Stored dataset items
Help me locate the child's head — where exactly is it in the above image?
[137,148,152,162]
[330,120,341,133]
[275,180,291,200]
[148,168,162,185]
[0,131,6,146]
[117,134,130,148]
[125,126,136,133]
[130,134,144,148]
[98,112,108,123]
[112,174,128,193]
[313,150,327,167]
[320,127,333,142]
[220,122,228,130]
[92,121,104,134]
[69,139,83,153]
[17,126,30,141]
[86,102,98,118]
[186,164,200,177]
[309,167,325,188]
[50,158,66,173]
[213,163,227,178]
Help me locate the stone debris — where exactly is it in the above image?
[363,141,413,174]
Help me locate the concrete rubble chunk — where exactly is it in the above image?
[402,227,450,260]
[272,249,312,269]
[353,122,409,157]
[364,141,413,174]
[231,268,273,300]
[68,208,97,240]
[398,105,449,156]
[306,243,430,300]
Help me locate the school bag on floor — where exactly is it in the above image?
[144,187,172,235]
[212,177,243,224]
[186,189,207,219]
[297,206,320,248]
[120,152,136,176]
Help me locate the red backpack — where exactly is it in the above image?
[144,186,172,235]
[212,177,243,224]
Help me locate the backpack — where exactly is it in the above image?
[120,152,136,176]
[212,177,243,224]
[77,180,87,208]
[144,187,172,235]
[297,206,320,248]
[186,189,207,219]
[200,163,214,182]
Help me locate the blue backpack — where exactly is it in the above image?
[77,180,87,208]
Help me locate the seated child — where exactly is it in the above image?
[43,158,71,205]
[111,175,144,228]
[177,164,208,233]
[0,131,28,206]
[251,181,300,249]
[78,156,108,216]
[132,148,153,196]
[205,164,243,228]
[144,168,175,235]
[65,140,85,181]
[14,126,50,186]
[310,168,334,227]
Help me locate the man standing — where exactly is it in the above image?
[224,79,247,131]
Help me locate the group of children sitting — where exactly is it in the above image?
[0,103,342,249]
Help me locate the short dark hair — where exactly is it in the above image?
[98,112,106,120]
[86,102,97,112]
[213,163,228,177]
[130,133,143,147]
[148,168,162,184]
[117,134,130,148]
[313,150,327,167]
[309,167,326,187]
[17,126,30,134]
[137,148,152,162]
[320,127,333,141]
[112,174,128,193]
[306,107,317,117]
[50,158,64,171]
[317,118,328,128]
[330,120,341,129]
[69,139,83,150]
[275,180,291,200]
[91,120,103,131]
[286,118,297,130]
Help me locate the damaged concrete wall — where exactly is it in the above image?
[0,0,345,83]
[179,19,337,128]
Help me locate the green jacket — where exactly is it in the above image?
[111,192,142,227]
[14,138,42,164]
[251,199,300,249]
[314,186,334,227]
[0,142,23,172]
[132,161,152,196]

Problem to solve
Put each line of the material above into a JSON list of strings, one string per line and in the original order, leaving out any blank lines.

Answer below
[
  "Help me locate the child's head — where exactly is it in the above image?",
  "[137,148,152,162]",
  "[330,120,341,133]",
  "[275,180,291,200]",
  "[148,168,162,185]",
  "[0,131,6,146]",
  "[117,134,130,148]",
  "[125,126,136,133]",
  "[130,134,144,148]",
  "[98,112,108,123]",
  "[112,174,128,193]",
  "[313,150,327,167]",
  "[320,127,333,142]",
  "[220,122,228,130]",
  "[92,121,104,134]",
  "[69,139,83,153]",
  "[17,126,30,141]",
  "[86,102,98,118]",
  "[186,164,200,177]",
  "[309,167,325,188]",
  "[50,158,66,173]",
  "[213,163,227,178]",
  "Help me locate the stone debris — where exactly is it in the above image?",
  "[363,141,413,174]",
  "Help me locate the concrete rubble chunk — where exactly is it in the above image?",
  "[402,227,450,260]",
  "[272,249,312,269]",
  "[353,122,409,157]",
  "[364,141,413,174]",
  "[231,268,273,300]",
  "[68,208,97,240]",
  "[398,105,449,156]",
  "[306,243,430,300]",
  "Help me locate the school bag on floor — where exactly is it in the above image?",
  "[144,187,172,235]",
  "[212,177,243,224]",
  "[186,189,207,219]",
  "[297,206,320,248]",
  "[120,152,136,176]",
  "Help me locate the red backpack — where exactly is it in the above image?",
  "[144,186,172,235]",
  "[212,177,243,224]",
  "Help me locate the backpack — where exactly is it in the above image?",
  "[120,152,136,176]",
  "[212,177,243,224]",
  "[77,180,87,208]",
  "[144,187,172,235]",
  "[297,206,320,248]",
  "[186,189,207,219]",
  "[200,163,214,182]",
  "Help me locate the blue backpack — where exactly is it in the above image?",
  "[77,180,87,208]",
  "Help me locate the seated child — where exactly is it in the above image?",
  "[43,158,71,205]",
  "[111,175,144,228]",
  "[177,164,208,233]",
  "[0,131,28,206]",
  "[251,181,300,249]",
  "[78,156,108,216]",
  "[132,148,153,196]",
  "[205,164,243,228]",
  "[144,168,175,235]",
  "[65,140,85,181]",
  "[14,126,50,186]",
  "[310,168,334,227]",
  "Help me locate the man standing — where exactly is it in the above image?",
  "[224,79,247,131]",
  "Help me locate the group of children sitting — where exactly is it in the above image?",
  "[0,103,342,249]",
  "Help me locate the short dark hair — where exactly is it in the above image?",
  "[98,112,106,120]",
  "[86,102,97,112]",
  "[213,163,228,177]",
  "[130,133,143,147]",
  "[148,168,162,184]",
  "[117,134,130,148]",
  "[313,150,327,167]",
  "[309,167,326,187]",
  "[17,126,30,134]",
  "[137,148,152,162]",
  "[320,127,333,141]",
  "[112,174,128,193]",
  "[306,107,317,117]",
  "[50,158,64,171]",
  "[317,118,328,128]",
  "[330,120,341,129]",
  "[69,139,83,150]",
  "[275,180,291,200]",
  "[91,120,103,131]",
  "[286,118,297,130]",
  "Help me locate the damaged concrete wall — where exactly is it in the above image?",
  "[0,0,345,83]",
  "[179,19,337,128]",
  "Help me locate the green jacket — where exactly is it in the above image?",
  "[111,192,142,227]",
  "[14,138,42,164]",
  "[251,199,300,249]",
  "[314,186,334,227]",
  "[0,142,23,172]",
  "[132,161,152,196]"
]